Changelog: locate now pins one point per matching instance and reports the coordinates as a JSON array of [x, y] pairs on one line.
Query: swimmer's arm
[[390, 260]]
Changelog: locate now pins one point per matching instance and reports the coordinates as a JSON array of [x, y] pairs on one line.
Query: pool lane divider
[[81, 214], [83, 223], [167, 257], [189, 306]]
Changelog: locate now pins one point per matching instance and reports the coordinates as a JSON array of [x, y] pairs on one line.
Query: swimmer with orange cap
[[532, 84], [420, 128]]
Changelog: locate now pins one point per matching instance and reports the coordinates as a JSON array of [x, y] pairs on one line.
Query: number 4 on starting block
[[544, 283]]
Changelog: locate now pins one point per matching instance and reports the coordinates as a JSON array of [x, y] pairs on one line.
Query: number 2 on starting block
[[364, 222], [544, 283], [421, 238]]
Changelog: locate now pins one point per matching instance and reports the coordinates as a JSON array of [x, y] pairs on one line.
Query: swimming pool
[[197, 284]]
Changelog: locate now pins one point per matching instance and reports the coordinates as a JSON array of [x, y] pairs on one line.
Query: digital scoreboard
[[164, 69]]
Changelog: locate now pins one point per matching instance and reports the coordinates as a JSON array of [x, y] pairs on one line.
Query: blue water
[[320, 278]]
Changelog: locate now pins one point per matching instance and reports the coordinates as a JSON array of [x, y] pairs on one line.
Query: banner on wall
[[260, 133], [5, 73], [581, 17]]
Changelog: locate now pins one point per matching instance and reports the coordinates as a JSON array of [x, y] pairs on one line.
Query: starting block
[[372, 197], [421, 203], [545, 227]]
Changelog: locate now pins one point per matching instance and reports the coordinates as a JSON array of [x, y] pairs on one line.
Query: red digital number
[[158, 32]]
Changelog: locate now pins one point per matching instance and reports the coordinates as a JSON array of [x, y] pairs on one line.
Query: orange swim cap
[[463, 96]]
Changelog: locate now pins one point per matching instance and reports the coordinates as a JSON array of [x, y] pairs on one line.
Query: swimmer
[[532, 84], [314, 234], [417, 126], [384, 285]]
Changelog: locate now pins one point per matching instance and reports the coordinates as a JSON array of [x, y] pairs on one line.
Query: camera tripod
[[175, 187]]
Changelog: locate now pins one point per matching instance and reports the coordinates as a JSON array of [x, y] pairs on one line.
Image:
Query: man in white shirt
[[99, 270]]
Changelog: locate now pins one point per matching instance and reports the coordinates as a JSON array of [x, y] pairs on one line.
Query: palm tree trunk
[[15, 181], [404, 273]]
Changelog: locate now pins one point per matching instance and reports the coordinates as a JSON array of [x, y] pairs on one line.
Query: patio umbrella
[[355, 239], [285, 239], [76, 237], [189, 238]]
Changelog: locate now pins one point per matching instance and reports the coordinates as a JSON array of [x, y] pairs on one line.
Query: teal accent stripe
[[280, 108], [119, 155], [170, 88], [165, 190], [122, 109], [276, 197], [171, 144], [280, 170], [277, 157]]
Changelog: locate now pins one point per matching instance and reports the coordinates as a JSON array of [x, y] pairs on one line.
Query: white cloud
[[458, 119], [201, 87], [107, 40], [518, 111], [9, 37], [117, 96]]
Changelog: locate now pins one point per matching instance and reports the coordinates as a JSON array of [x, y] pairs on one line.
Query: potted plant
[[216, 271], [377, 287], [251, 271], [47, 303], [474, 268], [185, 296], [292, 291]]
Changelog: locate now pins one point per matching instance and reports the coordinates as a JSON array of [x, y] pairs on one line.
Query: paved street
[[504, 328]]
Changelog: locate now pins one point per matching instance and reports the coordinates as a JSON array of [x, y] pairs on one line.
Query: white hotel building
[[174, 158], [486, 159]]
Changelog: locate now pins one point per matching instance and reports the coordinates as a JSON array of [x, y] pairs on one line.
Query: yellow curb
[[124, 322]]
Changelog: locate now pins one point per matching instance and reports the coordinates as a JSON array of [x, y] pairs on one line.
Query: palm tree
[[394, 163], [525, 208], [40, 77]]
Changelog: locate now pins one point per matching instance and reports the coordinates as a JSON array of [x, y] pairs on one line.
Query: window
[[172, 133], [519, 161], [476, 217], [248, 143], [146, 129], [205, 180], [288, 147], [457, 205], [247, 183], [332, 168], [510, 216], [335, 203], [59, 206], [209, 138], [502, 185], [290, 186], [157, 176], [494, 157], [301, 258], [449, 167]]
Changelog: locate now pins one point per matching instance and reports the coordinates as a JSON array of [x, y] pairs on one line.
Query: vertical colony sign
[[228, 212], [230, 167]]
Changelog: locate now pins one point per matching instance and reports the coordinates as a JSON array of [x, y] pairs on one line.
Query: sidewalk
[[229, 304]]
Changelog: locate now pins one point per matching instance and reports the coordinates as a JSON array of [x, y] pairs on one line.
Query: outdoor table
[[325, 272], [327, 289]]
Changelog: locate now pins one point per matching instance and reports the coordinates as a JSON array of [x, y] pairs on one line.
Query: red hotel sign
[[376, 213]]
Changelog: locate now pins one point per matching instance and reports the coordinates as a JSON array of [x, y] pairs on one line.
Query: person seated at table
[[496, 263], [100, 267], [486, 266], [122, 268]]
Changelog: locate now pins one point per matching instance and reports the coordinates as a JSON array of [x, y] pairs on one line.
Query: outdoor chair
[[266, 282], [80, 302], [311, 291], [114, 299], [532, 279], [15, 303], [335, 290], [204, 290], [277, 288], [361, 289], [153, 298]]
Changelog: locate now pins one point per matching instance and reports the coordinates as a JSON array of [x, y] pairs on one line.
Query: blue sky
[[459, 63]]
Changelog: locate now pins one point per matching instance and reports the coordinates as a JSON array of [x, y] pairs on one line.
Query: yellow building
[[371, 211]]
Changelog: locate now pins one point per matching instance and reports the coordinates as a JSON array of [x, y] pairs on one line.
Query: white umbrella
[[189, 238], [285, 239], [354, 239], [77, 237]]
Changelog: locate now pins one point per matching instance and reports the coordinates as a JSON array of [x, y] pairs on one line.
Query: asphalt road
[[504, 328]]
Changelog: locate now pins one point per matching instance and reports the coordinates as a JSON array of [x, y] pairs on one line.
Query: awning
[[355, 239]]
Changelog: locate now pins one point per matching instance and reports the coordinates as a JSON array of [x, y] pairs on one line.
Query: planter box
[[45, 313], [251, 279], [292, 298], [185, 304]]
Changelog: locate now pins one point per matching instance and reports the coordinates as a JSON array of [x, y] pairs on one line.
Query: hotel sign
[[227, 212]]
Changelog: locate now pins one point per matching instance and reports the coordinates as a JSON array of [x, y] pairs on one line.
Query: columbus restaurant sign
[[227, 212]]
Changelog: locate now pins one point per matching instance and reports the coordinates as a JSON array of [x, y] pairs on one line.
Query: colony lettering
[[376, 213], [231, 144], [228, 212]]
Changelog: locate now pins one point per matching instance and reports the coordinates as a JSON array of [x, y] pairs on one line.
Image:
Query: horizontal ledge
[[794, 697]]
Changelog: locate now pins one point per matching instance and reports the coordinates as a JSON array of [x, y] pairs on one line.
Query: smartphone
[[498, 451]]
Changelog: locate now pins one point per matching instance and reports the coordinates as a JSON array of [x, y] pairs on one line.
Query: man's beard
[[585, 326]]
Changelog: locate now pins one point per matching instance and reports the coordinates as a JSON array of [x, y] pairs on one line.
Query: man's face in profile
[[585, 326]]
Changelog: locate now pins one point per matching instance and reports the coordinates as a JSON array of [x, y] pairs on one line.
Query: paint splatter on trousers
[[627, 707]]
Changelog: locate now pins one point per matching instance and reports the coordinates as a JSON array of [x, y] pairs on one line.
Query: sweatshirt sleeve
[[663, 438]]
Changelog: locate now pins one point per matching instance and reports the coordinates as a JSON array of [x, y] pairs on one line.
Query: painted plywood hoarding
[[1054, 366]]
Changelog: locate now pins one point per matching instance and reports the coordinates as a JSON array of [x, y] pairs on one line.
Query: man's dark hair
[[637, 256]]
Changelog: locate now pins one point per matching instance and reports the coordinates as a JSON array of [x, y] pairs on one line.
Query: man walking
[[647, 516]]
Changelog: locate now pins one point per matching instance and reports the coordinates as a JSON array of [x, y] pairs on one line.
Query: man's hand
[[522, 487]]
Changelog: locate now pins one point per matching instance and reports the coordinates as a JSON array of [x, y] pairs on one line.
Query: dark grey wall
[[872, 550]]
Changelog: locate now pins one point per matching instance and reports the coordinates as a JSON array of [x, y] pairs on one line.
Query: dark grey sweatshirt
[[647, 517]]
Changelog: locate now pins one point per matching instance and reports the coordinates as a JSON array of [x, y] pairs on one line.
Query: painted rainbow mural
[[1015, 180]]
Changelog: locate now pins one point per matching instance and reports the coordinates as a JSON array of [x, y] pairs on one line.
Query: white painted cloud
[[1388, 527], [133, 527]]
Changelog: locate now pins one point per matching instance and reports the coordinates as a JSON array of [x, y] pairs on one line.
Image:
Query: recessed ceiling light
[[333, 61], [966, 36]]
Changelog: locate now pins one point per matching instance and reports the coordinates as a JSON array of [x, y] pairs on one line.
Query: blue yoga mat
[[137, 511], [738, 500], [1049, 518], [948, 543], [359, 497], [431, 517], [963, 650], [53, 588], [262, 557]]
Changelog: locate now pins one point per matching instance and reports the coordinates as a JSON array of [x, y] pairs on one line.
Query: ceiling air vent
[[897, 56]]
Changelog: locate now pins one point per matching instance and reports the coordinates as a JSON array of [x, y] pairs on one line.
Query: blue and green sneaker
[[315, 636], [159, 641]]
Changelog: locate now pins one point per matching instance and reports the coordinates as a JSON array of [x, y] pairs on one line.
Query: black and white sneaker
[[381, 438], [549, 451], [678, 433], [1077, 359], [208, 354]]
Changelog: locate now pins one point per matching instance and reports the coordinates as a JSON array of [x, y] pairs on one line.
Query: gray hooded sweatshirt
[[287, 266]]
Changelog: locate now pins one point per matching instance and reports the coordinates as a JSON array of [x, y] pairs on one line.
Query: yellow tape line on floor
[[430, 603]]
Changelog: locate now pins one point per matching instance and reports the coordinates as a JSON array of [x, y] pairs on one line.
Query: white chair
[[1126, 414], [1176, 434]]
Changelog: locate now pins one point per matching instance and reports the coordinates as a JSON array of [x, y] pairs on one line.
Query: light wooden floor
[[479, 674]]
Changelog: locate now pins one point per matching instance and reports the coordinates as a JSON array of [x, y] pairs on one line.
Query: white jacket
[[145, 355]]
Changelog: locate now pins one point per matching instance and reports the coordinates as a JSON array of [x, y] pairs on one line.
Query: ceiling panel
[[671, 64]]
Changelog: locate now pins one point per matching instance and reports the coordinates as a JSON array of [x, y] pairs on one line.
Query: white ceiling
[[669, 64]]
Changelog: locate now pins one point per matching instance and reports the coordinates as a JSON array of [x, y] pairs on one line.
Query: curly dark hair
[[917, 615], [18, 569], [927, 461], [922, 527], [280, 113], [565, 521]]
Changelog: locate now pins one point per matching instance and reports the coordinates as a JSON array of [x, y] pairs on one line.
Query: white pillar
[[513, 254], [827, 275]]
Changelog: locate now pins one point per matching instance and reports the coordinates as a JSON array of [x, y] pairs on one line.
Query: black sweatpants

------------------------------------------------

Your objective:
Select and copy every line of the material above that contains the word "floor". Case counts.

Answer below:
Query: yellow tape line on floor
Query: light wooden floor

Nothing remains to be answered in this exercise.